__Blok Teks__:
====

PEMBAHASAN
A. PENGERTIAN MUDHARABAH
Mudharabah adalah salah satu bentuk kerja sama dalam bidang lapangan
ekonomi, yang biasa pula disebut qiradh yang
berarti al-qath’ (potongan). Kata
mudharabah berasal dari akar kata dharaba
pada kalimat al-dharb fi al-ardh, bepergian
untuk urusan dagang. Menurut bahasa kata Abdurrahman al-Jaziri, mudharabah
berarti ungkapan terhadap pemberian harta dari seorang kepada orang lain
sebagai modal usaha dimana keuntungan yang diperoleh akan dibagi diantara
mereka berdua, dan bila rugi akan ditanggung oleh pemilik modal.
Menurut istilah syarak, mudharabah adalah akad antara dua pihak untuk
bekerja sama dalam usaha perdagangan dimana salah satu puhak memberikan dana
kepada pihak lain sebagai modal usaha dan keuntungan dari usaha itu akan dibagi
diantara mereka berdua sesuai dengan perjanjian yang telah disepakati.
Menurut istilah yang dikemukakan oleh para ulama, mudharabah adalah
sebagai berikut:
1.
Menurut para Fuqaha, mudharabah ialah akad antara dua
pihak (orang) saling menanggung, salah satu pihak menyerahkan hartanya kepada
pihak lain untuk diperdagangkan dengan bagian yang telah ditentukan dari
keuntungan, seperti setengah atau sepertiga dengan syarat-syarat yang telah
ditentukan.

====

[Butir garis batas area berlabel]
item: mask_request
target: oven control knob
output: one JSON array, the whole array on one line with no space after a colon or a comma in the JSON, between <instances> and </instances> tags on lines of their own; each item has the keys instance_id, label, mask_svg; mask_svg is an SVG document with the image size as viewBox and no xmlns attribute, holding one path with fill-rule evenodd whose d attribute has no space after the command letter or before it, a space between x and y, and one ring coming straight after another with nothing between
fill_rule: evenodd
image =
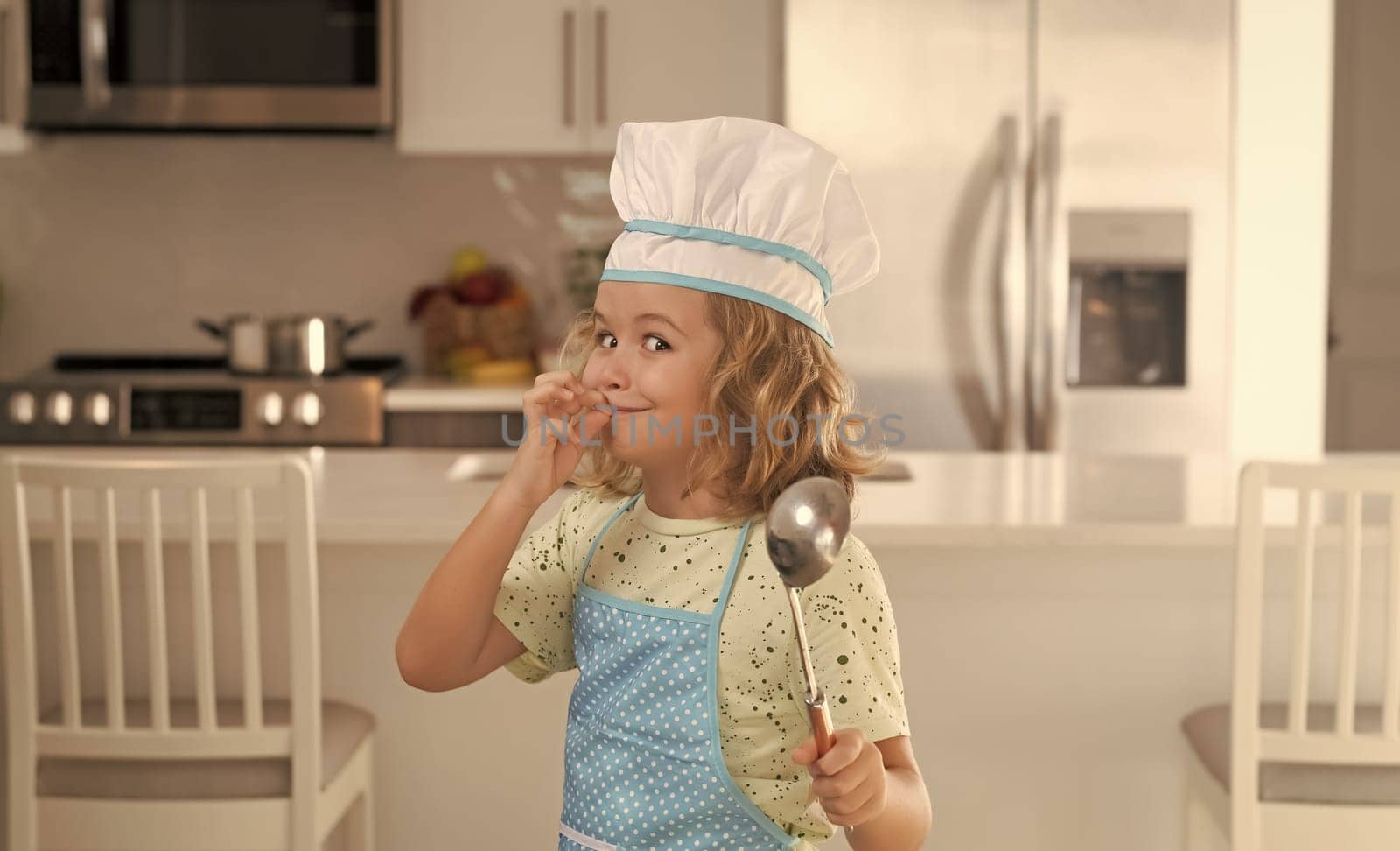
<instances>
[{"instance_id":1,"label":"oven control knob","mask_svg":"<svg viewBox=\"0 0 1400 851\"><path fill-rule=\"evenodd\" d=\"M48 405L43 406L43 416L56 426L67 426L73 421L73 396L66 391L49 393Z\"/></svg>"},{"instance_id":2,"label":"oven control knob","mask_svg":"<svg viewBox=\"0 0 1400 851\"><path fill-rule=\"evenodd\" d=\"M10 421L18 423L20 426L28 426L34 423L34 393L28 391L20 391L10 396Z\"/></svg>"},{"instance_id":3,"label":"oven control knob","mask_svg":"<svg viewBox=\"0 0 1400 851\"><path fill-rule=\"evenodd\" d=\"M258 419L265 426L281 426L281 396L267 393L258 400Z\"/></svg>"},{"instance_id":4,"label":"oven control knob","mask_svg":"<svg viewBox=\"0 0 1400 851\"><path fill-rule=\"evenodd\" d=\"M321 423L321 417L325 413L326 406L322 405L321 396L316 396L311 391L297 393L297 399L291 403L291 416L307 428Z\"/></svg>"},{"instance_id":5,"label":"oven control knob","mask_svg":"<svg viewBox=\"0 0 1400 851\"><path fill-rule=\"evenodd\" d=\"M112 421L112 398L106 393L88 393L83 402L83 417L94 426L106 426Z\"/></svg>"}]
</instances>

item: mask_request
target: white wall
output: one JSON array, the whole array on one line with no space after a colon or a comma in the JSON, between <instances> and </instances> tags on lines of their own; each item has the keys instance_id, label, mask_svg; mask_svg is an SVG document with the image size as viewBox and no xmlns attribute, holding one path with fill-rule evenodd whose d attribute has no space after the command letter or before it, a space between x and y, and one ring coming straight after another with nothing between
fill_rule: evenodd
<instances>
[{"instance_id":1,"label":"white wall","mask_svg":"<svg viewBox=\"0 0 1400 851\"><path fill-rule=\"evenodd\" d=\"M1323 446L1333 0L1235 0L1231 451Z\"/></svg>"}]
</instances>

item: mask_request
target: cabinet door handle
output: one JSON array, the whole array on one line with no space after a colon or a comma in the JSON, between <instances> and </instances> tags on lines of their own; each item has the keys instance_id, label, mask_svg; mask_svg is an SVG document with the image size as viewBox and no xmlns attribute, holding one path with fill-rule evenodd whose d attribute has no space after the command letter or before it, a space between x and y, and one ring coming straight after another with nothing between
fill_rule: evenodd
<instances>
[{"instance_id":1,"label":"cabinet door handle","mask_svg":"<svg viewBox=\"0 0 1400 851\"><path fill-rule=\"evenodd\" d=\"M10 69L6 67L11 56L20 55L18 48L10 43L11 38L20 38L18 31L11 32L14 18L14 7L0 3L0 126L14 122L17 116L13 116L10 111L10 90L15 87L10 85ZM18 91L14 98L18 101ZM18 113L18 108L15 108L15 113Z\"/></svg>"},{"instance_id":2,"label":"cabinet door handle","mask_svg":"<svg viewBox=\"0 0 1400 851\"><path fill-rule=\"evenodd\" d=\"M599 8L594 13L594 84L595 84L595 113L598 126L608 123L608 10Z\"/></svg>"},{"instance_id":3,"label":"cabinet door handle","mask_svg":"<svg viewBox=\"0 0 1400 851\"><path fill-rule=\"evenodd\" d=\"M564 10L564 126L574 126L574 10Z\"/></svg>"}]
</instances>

====

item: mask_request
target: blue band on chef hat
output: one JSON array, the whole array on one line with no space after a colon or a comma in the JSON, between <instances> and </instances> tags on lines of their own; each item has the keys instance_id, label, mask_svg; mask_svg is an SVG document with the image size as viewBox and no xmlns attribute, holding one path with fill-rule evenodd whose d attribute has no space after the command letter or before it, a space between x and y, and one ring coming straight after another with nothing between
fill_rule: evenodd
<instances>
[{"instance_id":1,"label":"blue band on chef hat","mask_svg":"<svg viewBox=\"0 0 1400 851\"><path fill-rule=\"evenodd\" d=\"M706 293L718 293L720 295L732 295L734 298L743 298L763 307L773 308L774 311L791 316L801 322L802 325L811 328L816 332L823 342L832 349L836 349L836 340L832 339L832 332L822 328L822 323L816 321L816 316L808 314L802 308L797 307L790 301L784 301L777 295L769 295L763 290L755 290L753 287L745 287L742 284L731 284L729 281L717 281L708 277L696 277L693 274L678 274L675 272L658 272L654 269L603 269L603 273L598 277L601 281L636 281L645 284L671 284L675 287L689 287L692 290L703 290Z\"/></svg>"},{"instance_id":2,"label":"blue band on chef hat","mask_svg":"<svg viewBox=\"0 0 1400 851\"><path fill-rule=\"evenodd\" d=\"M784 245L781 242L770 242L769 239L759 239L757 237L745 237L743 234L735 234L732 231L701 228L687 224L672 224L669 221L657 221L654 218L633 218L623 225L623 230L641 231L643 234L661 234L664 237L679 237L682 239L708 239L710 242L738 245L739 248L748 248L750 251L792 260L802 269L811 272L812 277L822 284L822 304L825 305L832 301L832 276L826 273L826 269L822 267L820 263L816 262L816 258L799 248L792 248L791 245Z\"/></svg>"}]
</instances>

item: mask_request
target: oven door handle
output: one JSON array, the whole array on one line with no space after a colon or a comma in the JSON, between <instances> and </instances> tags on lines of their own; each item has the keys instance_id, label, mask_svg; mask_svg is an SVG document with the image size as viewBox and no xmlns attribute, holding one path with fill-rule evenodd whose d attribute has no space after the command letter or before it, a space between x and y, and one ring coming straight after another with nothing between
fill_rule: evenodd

====

__Yang Ditanyakan__:
(1) Jawablah pertanyaan berikut berdasarkan teks tentang mudharabah.
(a) Dengan nama apa lagi mudharabah biasa disebut?
(b) Menurut Abdurrahman al-Jaziri, siapa yang menanggung kerugian?
(c) Menurut para Fuqaha, bagian keuntungan apa saja yang dicontohkan?
(2) Tukarlah kata "keuntungan" dengan "laba" dalam bagian teks tentang mudharabah mulai dari "Menurut istilah syarak, mudharabah" sampai dengan "ditentukan.", lalu tuliskan kembali bagian tersebut.

__Hasil Latihan__:
(1)
(a) Qiradh.
(b) Pemilik modal.
(c) Setengah atau sepertiga.

(2)
Menurut istilah syarak, mudharabah adalah akad antara dua pihak untuk
bekerja sama dalam usaha perdagangan dimana salah satu puhak memberikan dana
kepada pihak lain sebagai modal usaha dan laba dari usaha itu akan dibagi
diantara mereka berdua sesuai dengan perjanjian yang telah disepakati.
Menurut istilah yang dikemukakan oleh para ulama, mudharabah adalah
sebagai berikut:
1.
Menurut para Fuqaha, mudharabah ialah akad antara dua
pihak (orang) saling menanggung, salah satu pihak menyerahkan hartanya kepada
pihak lain untuk diperdagangkan dengan bagian yang telah ditentukan dari
laba, seperti setengah atau sepertiga dengan syarat-syarat yang telah
ditentukan.